[DIRECTIONS] Write out the passage about an adoptive parents' divorce in full, word for word.

** start of TEXT SEGMENT **

When adoptive parent’s divorce,
despite this being common, it is often painful
for the child – at any age. My parents separated when I was twenty-one. As
a young adult with some maturity behind me to see reason, I tried to
accept their decision in as rational a way as possible. I considered their
perspectives and their needs. If they no longer are happy together, it is
wasteful and hurtful to remain unified in marriage. However, there is no
doubt that their decision lead to deep self-reflection and personal
considerations too.
My sense of security in the concept of the family – the
idea it gives us the ultimate sense of belonging; the concept of family
home – the idea it represents our sense of historical self – became
fragmented and set in doubt. What new ways would I have to re-orientate my
sense of belonging and sense of where I come from? This of course, has
always been an issue due to my skin colour indicating to others that I
‘come from somewhere else’ separate from my white family.

** end of TEXT SEGMENT **
** start of DATA EXTRACT **

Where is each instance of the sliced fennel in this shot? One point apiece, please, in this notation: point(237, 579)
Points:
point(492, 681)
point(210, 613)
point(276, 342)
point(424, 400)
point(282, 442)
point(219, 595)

** end of DATA EXTRACT **

[FINISHED EXERCISE]
When adoptive parent’s divorce,
despite this being common, it is often painful
for the child – at any age. My parents separated when I was twenty-one. As
a young adult with some maturity behind me to see reason, I tried to
accept their decision in as rational a way as possible. I considered their
perspectives and their needs. If they no longer are happy together, it is
wasteful and hurtful to remain unified in marriage. However, there is no
doubt that their decision lead to deep self-reflection and personal
considerations too.
My sense of security in the concept of the family – the
idea it gives us the ultimate sense of belonging; the concept of family
home – the idea it represents our sense of historical self – became
fragmented and set in doubt. What new ways would I have to re-orientate my
sense of belonging and sense of where I come from? This of course, has
always been an issue due to my skin colour indicating to others that I
‘come from somewhere else’ separate from my white family.